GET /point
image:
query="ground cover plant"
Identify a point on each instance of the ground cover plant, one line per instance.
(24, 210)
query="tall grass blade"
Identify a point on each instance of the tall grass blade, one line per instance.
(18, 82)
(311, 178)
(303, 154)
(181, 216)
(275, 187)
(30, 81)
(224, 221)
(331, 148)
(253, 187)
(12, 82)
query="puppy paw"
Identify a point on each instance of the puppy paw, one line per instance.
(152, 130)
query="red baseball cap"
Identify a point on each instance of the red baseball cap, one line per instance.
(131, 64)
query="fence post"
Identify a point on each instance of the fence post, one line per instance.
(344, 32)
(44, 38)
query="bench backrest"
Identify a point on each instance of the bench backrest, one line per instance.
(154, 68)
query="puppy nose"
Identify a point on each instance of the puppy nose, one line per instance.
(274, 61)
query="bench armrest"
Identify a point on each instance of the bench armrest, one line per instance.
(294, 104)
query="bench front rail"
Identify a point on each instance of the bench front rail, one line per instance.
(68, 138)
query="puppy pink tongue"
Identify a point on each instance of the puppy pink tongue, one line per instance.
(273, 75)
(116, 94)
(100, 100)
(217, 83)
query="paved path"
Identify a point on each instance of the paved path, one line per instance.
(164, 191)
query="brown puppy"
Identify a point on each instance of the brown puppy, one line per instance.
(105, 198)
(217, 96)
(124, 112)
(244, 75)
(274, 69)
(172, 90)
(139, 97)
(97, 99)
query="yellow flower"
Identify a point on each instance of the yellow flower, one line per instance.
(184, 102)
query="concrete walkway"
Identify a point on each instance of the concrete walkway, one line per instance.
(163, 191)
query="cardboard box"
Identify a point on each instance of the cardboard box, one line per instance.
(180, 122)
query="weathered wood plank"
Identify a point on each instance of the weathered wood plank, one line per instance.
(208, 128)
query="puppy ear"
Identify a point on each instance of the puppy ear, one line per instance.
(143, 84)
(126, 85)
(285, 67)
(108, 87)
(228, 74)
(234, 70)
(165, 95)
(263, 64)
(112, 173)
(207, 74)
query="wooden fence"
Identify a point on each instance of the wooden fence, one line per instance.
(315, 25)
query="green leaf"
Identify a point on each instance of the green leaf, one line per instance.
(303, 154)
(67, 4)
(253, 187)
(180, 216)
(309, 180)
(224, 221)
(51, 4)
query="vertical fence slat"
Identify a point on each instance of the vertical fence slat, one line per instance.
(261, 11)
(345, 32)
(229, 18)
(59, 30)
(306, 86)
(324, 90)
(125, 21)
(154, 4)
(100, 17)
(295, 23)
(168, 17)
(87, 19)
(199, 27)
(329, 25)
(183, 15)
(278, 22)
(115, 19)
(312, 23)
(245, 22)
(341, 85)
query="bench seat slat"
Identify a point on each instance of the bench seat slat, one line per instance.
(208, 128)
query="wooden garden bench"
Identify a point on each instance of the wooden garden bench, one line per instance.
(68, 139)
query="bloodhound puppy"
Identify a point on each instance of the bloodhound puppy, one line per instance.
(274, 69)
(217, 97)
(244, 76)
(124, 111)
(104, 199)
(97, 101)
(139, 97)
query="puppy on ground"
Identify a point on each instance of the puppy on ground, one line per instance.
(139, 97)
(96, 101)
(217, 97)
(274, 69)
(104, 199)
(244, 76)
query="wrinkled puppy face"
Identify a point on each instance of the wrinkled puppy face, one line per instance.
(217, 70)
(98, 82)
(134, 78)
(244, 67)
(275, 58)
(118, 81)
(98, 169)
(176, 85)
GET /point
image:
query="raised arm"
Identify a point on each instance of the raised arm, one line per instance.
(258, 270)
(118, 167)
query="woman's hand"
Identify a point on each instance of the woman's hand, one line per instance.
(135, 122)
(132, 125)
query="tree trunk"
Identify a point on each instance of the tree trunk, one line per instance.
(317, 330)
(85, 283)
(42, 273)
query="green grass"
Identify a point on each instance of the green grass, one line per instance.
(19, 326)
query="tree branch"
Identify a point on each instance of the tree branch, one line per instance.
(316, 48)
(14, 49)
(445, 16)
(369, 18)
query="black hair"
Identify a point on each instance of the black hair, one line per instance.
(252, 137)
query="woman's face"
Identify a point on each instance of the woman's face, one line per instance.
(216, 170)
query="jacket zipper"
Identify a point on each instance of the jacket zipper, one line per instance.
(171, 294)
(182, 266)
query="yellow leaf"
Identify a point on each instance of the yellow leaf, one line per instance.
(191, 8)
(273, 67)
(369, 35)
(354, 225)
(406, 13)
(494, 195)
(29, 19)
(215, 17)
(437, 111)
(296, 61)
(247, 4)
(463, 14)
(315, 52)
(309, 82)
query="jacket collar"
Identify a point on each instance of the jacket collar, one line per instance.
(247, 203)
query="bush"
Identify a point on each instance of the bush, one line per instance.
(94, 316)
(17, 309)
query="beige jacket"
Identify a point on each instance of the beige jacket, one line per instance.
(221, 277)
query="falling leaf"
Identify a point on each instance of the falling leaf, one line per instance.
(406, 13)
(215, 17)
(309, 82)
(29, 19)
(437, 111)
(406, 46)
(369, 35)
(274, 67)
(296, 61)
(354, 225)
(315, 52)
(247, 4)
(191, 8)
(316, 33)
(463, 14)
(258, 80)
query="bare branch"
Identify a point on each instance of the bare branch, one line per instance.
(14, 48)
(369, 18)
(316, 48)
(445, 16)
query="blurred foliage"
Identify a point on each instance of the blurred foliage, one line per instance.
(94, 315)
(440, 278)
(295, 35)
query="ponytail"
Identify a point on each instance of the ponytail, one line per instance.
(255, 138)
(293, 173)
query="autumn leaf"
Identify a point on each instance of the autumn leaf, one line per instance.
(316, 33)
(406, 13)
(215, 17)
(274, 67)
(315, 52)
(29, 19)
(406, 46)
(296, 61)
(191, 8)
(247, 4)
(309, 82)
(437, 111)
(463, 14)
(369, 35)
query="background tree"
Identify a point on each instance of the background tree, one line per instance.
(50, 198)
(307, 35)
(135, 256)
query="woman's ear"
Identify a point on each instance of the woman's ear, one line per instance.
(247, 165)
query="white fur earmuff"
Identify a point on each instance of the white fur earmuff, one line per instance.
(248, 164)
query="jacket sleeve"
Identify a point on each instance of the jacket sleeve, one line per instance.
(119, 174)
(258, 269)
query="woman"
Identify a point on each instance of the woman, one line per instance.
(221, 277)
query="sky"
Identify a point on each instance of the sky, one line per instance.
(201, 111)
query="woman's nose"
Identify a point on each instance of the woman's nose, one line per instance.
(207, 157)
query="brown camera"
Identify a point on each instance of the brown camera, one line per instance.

--*--

In the records above, find the lines holding "camera". Copy each one.

Solution:
query="brown camera"
Identify a point on each instance of the brown camera, one line per instance.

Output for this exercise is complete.